• _PAGINAFRAGMENT_:
Een leesoffensief: wat kunnen en moeten we doen?

Door: Peter van Duijvenboden (Stichting Lezen) & Gerdineke van Silfhout (SLO)

De leesprestaties en leesmotivatie van Nederlandse leerlingen zijn opnieuw gedaald volgens het driejaarlijkse Pisa-onderzoek naar schoolprestaties en het welbevinden van vijftienjarigen wereldwijd. De daling is fors: Nederlandse leerlingen behalen de laagste leesvaardigheidsscores in vijftien jaar. Een kwart van hen leest niet op het niveau dat nodig is om goed te kunnen functioneren in de maatschappij (24%, in 2015 was dat ‘nog’ 18%). Pisa is een grootschalig internationaal vergelijkend trendonderzoek naar de wijze waarop 15-jarigen worden voorbereid op het functioneren als mondige burger in de maatschappij. Aan deze editie van het onderzoek namen meer dan een half miljoen 15-jarigen uit 79 landen deel. Zij werden getest op hun vaardigheid in lezen, wiskunde en de natuurwetenschappen.

Opgeslagen gegevensvermeldingen:
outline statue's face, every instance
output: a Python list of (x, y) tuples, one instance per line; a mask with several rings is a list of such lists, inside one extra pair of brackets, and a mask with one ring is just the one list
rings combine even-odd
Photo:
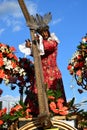
[(47, 40), (49, 38), (49, 34), (48, 34), (47, 30), (46, 31), (42, 31), (41, 35), (42, 35), (44, 40)]

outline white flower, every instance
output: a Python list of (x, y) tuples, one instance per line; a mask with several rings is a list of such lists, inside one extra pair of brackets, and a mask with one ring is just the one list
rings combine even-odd
[(13, 67), (12, 67), (12, 65), (11, 65), (11, 61), (10, 60), (7, 60), (7, 62), (5, 62), (5, 69), (8, 69), (8, 70), (10, 70), (10, 69), (12, 69)]

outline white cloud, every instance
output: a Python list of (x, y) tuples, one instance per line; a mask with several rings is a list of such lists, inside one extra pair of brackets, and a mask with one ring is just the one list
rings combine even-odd
[(13, 28), (13, 32), (17, 32), (17, 31), (20, 31), (21, 30), (21, 27), (19, 25), (15, 26)]
[[(32, 1), (26, 0), (27, 8), (30, 14), (36, 14), (37, 5)], [(22, 27), (23, 13), (17, 0), (3, 0), (0, 2), (0, 22), (11, 27), (13, 31), (20, 31)]]
[(1, 28), (1, 29), (0, 29), (0, 35), (1, 35), (4, 31), (5, 31), (5, 29), (4, 29), (4, 28)]
[(55, 24), (57, 24), (57, 23), (59, 23), (59, 22), (61, 22), (61, 21), (62, 21), (62, 19), (61, 19), (61, 18), (58, 18), (58, 19), (54, 20), (54, 21), (52, 22), (52, 24), (55, 25)]

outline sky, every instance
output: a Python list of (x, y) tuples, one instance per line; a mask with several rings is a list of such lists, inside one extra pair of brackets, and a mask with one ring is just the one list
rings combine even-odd
[[(54, 32), (60, 40), (57, 64), (62, 73), (66, 98), (70, 100), (75, 97), (76, 103), (86, 100), (87, 92), (79, 94), (77, 89), (80, 86), (77, 86), (69, 74), (67, 66), (81, 38), (87, 33), (87, 0), (24, 0), (24, 2), (31, 15), (38, 13), (43, 16), (51, 12), (50, 32)], [(18, 1), (0, 0), (0, 42), (14, 46), (16, 55), (24, 57), (18, 46), (28, 38), (30, 30)], [(0, 88), (3, 89), (1, 100), (18, 99), (17, 88), (12, 91), (4, 84), (0, 84)]]

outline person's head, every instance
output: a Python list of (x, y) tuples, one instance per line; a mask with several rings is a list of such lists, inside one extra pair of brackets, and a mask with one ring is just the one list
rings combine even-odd
[(48, 26), (38, 29), (37, 32), (43, 37), (44, 40), (47, 40), (50, 37)]

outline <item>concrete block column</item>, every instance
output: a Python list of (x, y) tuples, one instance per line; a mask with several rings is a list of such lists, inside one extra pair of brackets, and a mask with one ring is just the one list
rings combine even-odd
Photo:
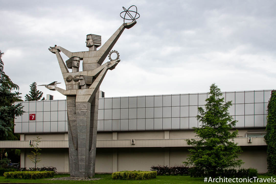
[(76, 107), (79, 177), (86, 178), (88, 176), (91, 104), (86, 102), (76, 102)]

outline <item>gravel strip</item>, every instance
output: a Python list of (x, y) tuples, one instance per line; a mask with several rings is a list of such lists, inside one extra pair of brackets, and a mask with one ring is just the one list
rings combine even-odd
[(55, 178), (51, 179), (47, 179), (47, 180), (74, 180), (82, 181), (90, 181), (92, 180), (98, 180), (101, 178), (80, 178), (75, 177), (60, 177), (60, 178)]

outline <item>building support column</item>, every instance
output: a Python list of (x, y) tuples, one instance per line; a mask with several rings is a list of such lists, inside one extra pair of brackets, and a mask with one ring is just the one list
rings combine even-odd
[(113, 155), (112, 157), (112, 172), (114, 172), (118, 171), (117, 165), (118, 154), (116, 149), (113, 149)]
[(164, 150), (164, 166), (170, 166), (170, 148), (165, 148)]

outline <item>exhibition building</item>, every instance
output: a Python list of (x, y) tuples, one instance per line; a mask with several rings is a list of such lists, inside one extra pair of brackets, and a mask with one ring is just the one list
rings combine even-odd
[[(235, 142), (243, 152), (242, 167), (267, 171), (265, 135), (267, 106), (273, 90), (222, 93), (232, 101), (229, 113), (238, 121)], [(105, 97), (100, 91), (95, 172), (149, 170), (158, 164), (182, 164), (189, 154), (187, 138), (196, 138), (198, 108), (204, 108), (207, 93)], [(39, 166), (54, 166), (70, 171), (66, 100), (22, 103), (25, 111), (15, 119), (20, 140), (0, 141), (0, 147), (21, 150), (21, 167), (33, 167), (27, 157), (38, 136), (41, 138)]]

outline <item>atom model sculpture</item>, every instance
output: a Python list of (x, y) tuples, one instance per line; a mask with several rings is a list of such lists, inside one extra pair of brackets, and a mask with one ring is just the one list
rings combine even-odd
[[(129, 9), (131, 8), (132, 7), (134, 7), (135, 9), (136, 9), (136, 11), (132, 11), (131, 10), (129, 10)], [(136, 22), (136, 21), (135, 20), (136, 19), (139, 18), (140, 17), (140, 14), (137, 13), (137, 7), (136, 7), (136, 6), (135, 5), (132, 5), (131, 6), (128, 8), (127, 10), (123, 6), (123, 9), (124, 11), (123, 11), (121, 12), (120, 14), (120, 16), (124, 19), (124, 23), (125, 23), (124, 21), (125, 20), (132, 20), (132, 21), (134, 21), (135, 22)], [(131, 12), (134, 12), (135, 14), (135, 16), (134, 16), (134, 17), (133, 16), (132, 16), (131, 13)], [(123, 17), (122, 16), (122, 14), (123, 14), (123, 13), (125, 13), (124, 15), (124, 17)], [(128, 17), (127, 17), (127, 18), (126, 18), (126, 16), (127, 15)], [(137, 17), (136, 17), (136, 16), (138, 15)]]

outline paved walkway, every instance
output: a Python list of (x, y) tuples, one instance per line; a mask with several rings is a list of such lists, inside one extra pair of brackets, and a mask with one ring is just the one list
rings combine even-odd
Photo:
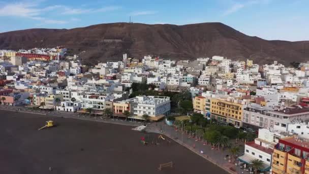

• _WERKINSTRUCTIES_:
(a) Geef bij elk van de onderstaande uitspraken aan of deze strookt met het fragment over het leesoffensief. Antwoord telkens met ja of nee en citeer letterlijk de woorden uit het fragment die de doorslag geven.
(i) Aan de besproken editie van Pisa namen 15-jarigen uit 79 landen deel.
(ii) In 2015 las 24% van de Nederlandse leerlingen niet op het vereiste niveau.
(iii) Het Pisa-onderzoek wordt ieder jaar gehouden.
(b) Typ uit het fragment over het leesoffensief de passage van "De leesprestaties en" tot en met "en de natuurwetenschappen." letterlijk over.

• _ANTWOORDEN BIJ OEFENING_:
(a)
(i) Ja: "Aan deze editie van het onderzoek namen meer dan een half miljoen 15-jarigen uit 79 landen deel."
(ii) Nee: "(24%, in 2015 was dat ‘nog’ 18%)"
(iii) Nee: "het driejaarlijkse Pisa-onderzoek"

(b)
De leesprestaties en leesmotivatie van Nederlandse leerlingen zijn opnieuw gedaald volgens het driejaarlijkse Pisa-onderzoek naar schoolprestaties en het welbevinden van vijftienjarigen wereldwijd. De daling is fors: Nederlandse leerlingen behalen de laagste leesvaardigheidsscores in vijftien jaar. Een kwart van hen leest niet op het niveau dat nodig is om goed te kunnen functioneren in de maatschappij (24%, in 2015 was dat ‘nog’ 18%). Pisa is een grootschalig internationaal vergelijkend trendonderzoek naar de wijze waarop 15-jarigen worden voorbereid op het functioneren als mondige burger in de maatschappij. Aan deze editie van het onderzoek namen meer dan een half miljoen 15-jarigen uit 79 landen deel. Zij werden getest op hun vaardigheid in lezen, wiskunde en de natuurwetenschappen.